## EXTRACTED MATERIAL
▬▬▬▬▬▬▬▬▬▬
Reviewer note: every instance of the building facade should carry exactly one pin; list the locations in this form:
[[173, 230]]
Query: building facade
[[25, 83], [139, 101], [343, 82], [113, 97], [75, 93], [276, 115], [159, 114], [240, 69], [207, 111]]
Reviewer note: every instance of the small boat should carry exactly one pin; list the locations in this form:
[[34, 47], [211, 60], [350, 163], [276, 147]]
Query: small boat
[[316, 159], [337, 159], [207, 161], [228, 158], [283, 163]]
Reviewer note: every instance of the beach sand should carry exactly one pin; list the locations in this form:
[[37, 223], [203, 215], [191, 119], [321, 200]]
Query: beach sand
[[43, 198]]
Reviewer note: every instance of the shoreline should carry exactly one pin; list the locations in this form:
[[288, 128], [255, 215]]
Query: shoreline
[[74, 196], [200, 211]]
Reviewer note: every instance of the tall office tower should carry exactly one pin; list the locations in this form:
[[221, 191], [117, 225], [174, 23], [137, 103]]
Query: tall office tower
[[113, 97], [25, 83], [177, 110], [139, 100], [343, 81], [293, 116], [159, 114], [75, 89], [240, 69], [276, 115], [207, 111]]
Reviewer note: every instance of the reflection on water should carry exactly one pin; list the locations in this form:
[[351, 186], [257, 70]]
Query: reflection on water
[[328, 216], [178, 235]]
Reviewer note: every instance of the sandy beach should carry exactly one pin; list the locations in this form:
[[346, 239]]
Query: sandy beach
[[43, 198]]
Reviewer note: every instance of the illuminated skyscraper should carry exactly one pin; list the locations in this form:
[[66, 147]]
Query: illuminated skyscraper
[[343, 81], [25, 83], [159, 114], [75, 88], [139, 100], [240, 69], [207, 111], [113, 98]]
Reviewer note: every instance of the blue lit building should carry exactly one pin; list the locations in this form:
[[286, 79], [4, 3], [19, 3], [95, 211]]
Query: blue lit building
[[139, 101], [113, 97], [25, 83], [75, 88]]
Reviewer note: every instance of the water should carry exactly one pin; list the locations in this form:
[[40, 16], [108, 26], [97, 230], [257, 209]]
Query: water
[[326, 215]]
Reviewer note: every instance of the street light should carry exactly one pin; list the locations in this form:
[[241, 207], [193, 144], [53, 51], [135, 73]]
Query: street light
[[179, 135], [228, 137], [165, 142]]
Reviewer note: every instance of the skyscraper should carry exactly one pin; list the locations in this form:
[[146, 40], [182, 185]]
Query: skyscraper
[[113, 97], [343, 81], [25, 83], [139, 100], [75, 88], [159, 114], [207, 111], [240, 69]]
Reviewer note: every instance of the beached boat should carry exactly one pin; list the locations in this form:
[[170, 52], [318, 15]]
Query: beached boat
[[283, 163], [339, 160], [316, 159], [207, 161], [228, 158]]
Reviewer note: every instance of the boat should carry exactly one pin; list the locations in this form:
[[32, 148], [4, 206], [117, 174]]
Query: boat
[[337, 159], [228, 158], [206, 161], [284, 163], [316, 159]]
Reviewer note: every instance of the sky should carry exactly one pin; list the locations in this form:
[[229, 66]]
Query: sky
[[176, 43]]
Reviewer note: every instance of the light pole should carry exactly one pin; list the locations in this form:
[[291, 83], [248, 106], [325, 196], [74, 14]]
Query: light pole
▬▬▬▬▬▬▬▬▬▬
## WHAT YOU SHOULD DO
Shift every coordinate in the answer lists by adding 26 to it, and write out in full the part of the records that opens with the line containing "Reviewer note: every instance of the tall" and closes with the line containing "115], [207, 111]]". Change only the answer coordinates and leave the format line beneath the note as it stands.

## SOLUTION TO THIS EXERCISE
Reviewer note: every instance of the tall office tower should carry exactly one pin; list the locations in this form:
[[221, 191], [117, 225], [174, 23], [137, 103]]
Query: tall office tower
[[139, 123], [51, 109], [203, 136], [165, 126], [369, 107], [319, 142], [185, 140], [101, 115], [266, 95], [302, 141], [233, 137]]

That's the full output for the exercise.